## begin RECORDS PROVIDED

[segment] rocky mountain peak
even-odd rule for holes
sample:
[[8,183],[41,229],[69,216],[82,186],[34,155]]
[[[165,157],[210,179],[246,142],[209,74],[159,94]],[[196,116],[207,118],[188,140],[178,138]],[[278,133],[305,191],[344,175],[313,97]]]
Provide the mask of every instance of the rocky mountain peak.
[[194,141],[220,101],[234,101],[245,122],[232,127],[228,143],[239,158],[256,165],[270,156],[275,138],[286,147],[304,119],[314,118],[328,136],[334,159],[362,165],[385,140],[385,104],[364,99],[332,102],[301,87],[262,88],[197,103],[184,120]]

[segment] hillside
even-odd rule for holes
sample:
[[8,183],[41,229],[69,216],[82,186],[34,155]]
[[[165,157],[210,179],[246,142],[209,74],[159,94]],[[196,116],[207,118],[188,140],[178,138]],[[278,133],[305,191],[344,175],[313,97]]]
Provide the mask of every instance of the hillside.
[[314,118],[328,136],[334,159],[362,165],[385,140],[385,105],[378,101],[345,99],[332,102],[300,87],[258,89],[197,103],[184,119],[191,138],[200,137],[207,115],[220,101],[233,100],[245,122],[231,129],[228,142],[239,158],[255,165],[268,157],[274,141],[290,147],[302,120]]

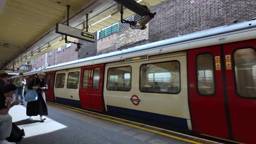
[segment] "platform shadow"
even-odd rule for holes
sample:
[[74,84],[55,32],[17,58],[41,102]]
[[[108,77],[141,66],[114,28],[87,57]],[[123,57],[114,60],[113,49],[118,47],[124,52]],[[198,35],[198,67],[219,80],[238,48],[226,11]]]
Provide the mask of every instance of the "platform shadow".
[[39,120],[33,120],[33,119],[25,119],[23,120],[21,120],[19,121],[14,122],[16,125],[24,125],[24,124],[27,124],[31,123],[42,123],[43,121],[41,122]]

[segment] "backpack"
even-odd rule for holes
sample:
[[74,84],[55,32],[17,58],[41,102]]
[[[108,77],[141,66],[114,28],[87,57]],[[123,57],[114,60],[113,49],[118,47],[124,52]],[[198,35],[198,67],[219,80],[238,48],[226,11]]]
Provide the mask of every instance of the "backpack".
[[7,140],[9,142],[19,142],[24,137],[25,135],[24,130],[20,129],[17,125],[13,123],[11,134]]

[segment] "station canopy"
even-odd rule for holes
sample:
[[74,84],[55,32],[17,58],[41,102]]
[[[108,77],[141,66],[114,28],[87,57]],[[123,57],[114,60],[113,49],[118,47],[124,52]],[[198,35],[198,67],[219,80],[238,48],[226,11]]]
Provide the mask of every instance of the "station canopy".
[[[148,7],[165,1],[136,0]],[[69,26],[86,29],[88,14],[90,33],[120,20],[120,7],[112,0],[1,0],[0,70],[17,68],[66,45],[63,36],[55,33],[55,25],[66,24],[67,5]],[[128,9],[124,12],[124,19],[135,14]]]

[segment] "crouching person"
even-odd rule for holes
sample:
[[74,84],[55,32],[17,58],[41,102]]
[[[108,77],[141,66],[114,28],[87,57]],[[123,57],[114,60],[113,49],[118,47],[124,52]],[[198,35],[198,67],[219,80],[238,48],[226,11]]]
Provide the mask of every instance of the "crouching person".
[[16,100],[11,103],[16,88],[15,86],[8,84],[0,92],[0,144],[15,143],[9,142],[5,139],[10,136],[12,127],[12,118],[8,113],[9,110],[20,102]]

## end RECORDS PROVIDED
## begin RECORDS PROVIDED

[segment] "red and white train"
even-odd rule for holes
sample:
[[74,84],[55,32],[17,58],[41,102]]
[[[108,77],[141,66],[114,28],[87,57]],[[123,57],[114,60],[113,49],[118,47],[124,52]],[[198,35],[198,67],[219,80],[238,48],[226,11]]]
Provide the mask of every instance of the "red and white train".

## end RECORDS PROVIDED
## begin RECORDS PROVIDED

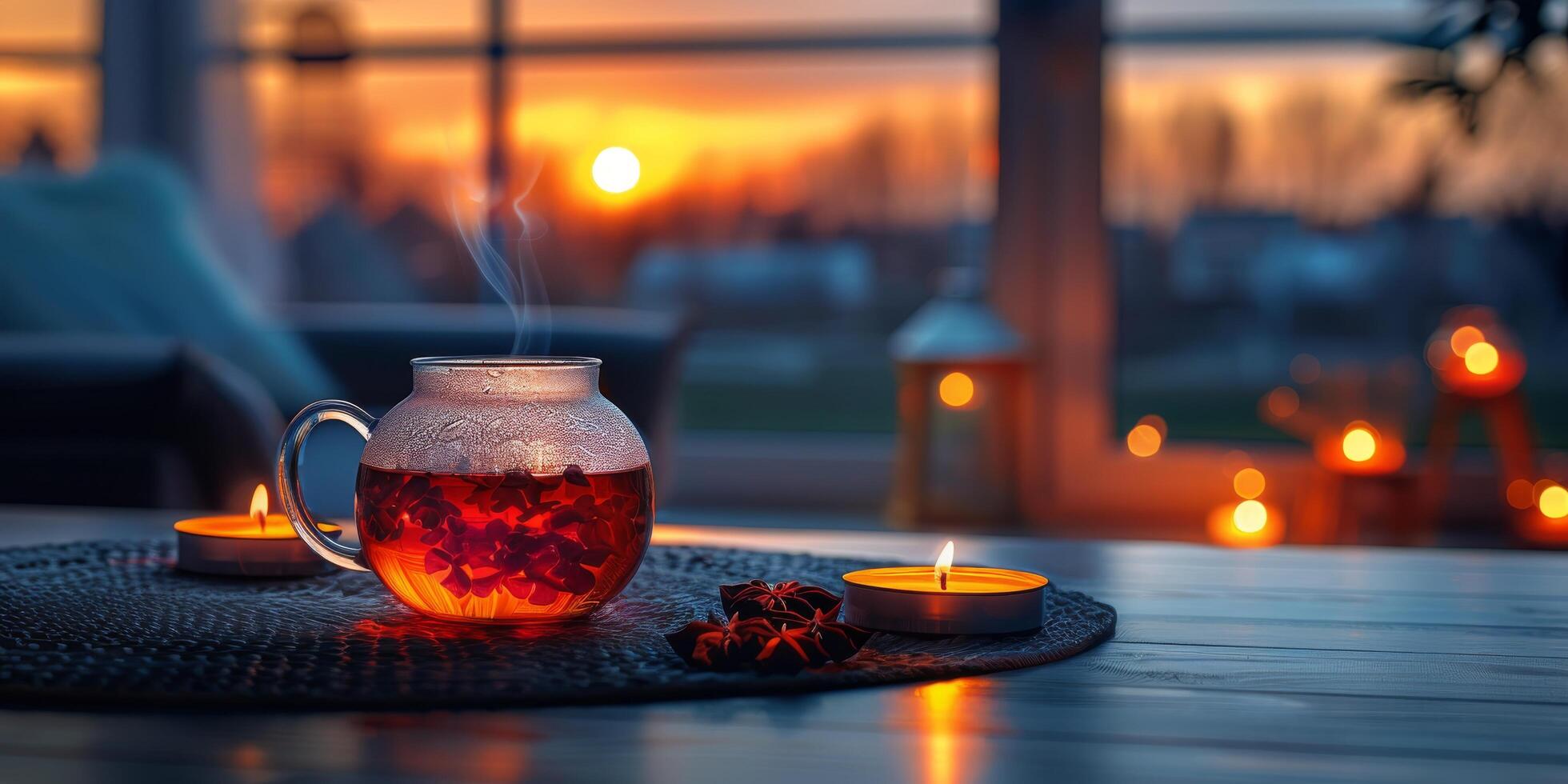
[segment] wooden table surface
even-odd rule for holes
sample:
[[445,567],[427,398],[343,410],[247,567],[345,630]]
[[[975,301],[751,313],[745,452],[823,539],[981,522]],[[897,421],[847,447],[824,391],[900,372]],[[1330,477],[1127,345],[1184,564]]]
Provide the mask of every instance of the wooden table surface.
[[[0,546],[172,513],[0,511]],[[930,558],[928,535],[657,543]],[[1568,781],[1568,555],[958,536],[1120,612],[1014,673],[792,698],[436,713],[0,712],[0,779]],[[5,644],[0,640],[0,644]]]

## end RECORDS PROVIDED

Tally the lines of the items above that contain the string "platform", and give only the number.

- SOLUTION
2